→ **EXERCISE DESCRIPTION**
Each line of the material must be returned exactly.

→ **Rows from a dataset**
>>>>>

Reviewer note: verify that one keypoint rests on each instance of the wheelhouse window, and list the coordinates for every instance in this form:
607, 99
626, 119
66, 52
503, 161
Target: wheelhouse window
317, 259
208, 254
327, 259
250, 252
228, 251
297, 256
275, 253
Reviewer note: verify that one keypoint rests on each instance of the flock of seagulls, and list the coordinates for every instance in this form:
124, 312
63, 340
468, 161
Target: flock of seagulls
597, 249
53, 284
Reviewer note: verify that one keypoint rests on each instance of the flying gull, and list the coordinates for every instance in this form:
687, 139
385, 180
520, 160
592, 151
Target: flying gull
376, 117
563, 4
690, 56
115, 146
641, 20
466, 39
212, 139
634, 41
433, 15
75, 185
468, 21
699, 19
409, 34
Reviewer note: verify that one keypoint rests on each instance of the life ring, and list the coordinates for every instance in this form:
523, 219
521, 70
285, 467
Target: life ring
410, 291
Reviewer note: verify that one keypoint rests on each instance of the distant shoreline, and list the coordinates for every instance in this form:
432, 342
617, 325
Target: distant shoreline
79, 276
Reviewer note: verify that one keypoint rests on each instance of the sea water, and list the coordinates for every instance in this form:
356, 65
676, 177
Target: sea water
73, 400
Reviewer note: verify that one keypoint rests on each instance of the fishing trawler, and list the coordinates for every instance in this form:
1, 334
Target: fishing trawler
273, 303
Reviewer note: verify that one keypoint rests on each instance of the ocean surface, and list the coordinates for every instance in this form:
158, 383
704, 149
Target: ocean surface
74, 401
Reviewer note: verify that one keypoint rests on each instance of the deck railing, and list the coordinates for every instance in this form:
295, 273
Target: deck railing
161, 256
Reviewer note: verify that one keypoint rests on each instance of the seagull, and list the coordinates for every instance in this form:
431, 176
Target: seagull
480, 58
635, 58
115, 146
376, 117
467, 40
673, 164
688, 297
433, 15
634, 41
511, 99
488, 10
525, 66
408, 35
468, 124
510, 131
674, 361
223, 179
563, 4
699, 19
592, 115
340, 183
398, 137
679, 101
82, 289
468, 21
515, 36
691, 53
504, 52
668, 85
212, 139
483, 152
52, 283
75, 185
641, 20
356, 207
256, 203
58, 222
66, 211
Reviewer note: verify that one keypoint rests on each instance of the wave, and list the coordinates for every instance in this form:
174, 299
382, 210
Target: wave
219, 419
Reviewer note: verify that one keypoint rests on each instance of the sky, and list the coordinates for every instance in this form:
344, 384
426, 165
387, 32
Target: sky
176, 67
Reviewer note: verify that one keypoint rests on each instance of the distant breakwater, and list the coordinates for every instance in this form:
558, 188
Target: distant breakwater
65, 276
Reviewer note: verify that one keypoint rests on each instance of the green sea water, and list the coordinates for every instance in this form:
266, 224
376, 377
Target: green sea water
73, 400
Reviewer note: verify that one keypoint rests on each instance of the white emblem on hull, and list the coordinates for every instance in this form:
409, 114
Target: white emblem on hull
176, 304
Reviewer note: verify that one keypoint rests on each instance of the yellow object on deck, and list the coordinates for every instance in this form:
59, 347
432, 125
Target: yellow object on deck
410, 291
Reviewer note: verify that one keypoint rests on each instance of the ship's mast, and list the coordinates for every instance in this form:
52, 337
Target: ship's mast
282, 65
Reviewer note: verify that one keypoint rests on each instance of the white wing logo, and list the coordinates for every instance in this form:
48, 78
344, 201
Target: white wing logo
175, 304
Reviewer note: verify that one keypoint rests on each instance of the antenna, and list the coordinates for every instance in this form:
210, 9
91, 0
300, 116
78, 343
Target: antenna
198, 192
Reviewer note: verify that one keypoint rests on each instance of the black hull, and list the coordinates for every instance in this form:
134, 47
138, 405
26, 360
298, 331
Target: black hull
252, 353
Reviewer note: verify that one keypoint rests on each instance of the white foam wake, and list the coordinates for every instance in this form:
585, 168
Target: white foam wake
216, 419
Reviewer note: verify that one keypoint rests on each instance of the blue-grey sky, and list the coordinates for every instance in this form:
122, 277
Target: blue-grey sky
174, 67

<<<<<

→ **ANSWER FOR THE TASK**
Reviewer note: verify that one keypoint rests on each instance of the wheelhouse window, and list the coordinates for every instance in this form:
607, 99
626, 119
66, 52
503, 161
Target: wheelhouse window
317, 259
208, 254
327, 259
250, 252
228, 251
297, 256
275, 253
Reviewer note: verify that one keypoint rests on each instance of the flock of seagulls, and list the coordinates for every instance in this form:
124, 312
63, 340
468, 161
Target: flock of seagulls
597, 249
53, 284
Reviewer note: verify that one keypoint rests on each instance of the flying gull, and list the coordinates for every instance in this form:
687, 139
385, 180
520, 160
592, 151
Target: flying gull
376, 117
563, 4
690, 56
115, 146
641, 20
466, 39
212, 139
634, 41
433, 15
75, 185
468, 21
699, 19
409, 34
Reviewer note: verify that one keypoint rests on each instance of the life ring, and list the coordinates for every instance in this form:
523, 219
521, 70
285, 467
Target: life ring
410, 291
Reviewer note: verify that one keypoint rests on each instance of the distant shoreline, and list the coordinates for every instance in this form:
432, 342
617, 325
Target: distant shoreline
79, 276
Reviewer note: verify that one keypoint rests on each instance of the sea water, and list the coordinates for every instance in this form:
356, 65
676, 177
Target: sea water
73, 400
Reviewer note: verify that one keypoint rests on each instance of the fishing trawler, and list the coordinates for every instance in this form:
1, 334
Target: fishing trawler
273, 303
Reviewer note: verify that one keypoint rests on each instance of the ocean surface, and list the coordinates for every instance in this form:
158, 383
704, 149
Target: ocean surface
74, 401
Reviewer note: verify that one keypoint rests on each instance of the deck railing, and list the coordinates for every instance in this form:
295, 273
Target: deck railing
161, 256
Reviewer note: verify that one keypoint rests on each instance of the seagull, and list the coordinates for every instance in this form:
431, 176
Target: seagull
480, 58
635, 58
115, 146
376, 117
467, 40
673, 164
688, 297
433, 15
634, 41
511, 99
488, 10
525, 66
408, 35
468, 124
510, 131
674, 361
223, 179
563, 4
699, 19
592, 115
340, 183
398, 137
679, 101
82, 289
468, 21
515, 36
691, 53
504, 52
668, 85
212, 139
483, 152
52, 283
75, 185
641, 20
356, 207
256, 203
58, 222
66, 211
Reviewer note: verify that one keypoint rests on each instance of the wave, and list the coordinates for every instance in this form:
174, 299
382, 210
Target: wave
219, 419
Reviewer note: verify that one keypoint rests on each instance of the sky, and list the coordinates for every instance in this form:
344, 384
426, 165
387, 32
Target: sky
176, 67
Reviewer note: verify that one keypoint rests on each instance of the distant breakwater, and list the coordinates for every instance in this form:
558, 188
Target: distant breakwater
65, 276
Reviewer note: verify that one keypoint rests on each instance of the green sea water, and list the coordinates for every instance in this form:
266, 224
376, 377
Target: green sea water
73, 400
Reviewer note: verify that one keypoint rests on each instance of the white emblem on hull, and list the coordinates for every instance in this form:
409, 114
Target: white emblem on hull
176, 304
Reviewer note: verify that one keypoint rests on each instance of the yellow object on deck, and list the coordinates for every instance in this form:
59, 347
432, 125
Target: yellow object on deck
410, 291
Reviewer note: verify that one keypoint rests on each instance of the ship's mast, and list the coordinates for every instance in this form:
52, 337
Target: ship's mast
282, 65
Reviewer note: verify that one keypoint rests on each instance of the white wing logo, and list the coordinates for every instance in this form:
48, 78
344, 201
Target: white wing logo
175, 304
Reviewer note: verify that one keypoint rests on each instance of the antenna, and list the coordinates for every instance in this form:
210, 9
91, 0
300, 116
78, 343
Target: antenna
198, 192
Reviewer note: verify that one keypoint rests on each instance of the black hull, and list the coordinates for every instance in this form:
134, 47
138, 405
26, 360
298, 331
Target: black hull
252, 353
Reviewer note: verify that one keypoint rests on each instance of the white foam wake, and list the coordinates for every instance in this form:
585, 168
Target: white foam wake
216, 419
Reviewer note: verify that one keypoint rests on each instance of the blue-grey sky, and list the coordinates for every instance in this form:
122, 277
Target: blue-grey sky
174, 67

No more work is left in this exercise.